* **PAGE EXTRACT**:

/deepracer

A repo for running deepracer locally

Primary LanguageMathematicaApache License 2.0Apache-2.0

DeepRacer

A repo for running deepracer locally. The rl_coach code comes from https://github.com/awslabs/amazon-sagemaker-examples/tree/master/reinforcement_learning/rl_deepracer_robomaker_coach_gazebo

The DeepRacer console undlying bundle can update with no warning so this won't always be up to date with the console.

If you can't get this working, please open an issue. It helps with me being able to see issues I might need to fix and it helps everyone else see fixes from issues they might be having. There is a FAQ in the wiki for common issues.

For additonal help with OSX setup, please refer to a supplimental guide provided by joezen777 in issue #11.

Running it all through docker

I have been able to improve this process so it's easy for everyone to use. What you will need to run this is:

  • Docker
  • Python3
  • Minio the S3 emulator
  • Preferablly a Linux host as Docker works a lot better there
  • A copy of this repo

General notes before we start

You may not need to do all these steps as they pertain to general setup of the host.

  • Ensure you have root access to docker through the docker group. See Post installation steps for docker
  • Please post an issue if you get issues cloning the repo, make sure to use git clone --recurse-submodules https://github.com/crr0004/deepracer.git to get them all. You will get an error about benchmarks missing in sagemaker-tensorflow-container, you can safely ignore it.

* **DATASET EXTRACT**:

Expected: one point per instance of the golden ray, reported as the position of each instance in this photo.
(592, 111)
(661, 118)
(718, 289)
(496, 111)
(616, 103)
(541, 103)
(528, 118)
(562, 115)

* **PARTS OF THE EXERCISE**:
1) Rewrite the DeepRacer repo page starting with "If you can't" and going on through "in issue #11.", substituting "troubleshooting guide" for "FAQ".
2) Answer these questions from the DeepRacer repo page:
(a) Which S3 emulator does it list as a requirement?
(b) Who provided the supplemental guide for OSX setup?
(c) What command does it give for cloning the repo?
The records are separate material, distinct from the DeepRacer repo page.

* **RESPONSES**:
1)
If you can't get this working, please open an issue. It helps with me being able to see issues I might need to fix and it helps everyone else see fixes from issues they might be having. There is a troubleshooting guide in the wiki for common issues.

For additonal help with OSX setup, please refer to a supplimental guide provided by joezen777 in issue #11.

2)
(a) Minio
(b) joezen777, in issue #11
(c) git clone --recurse-submodules https://github.com/crr0004/deepracer.git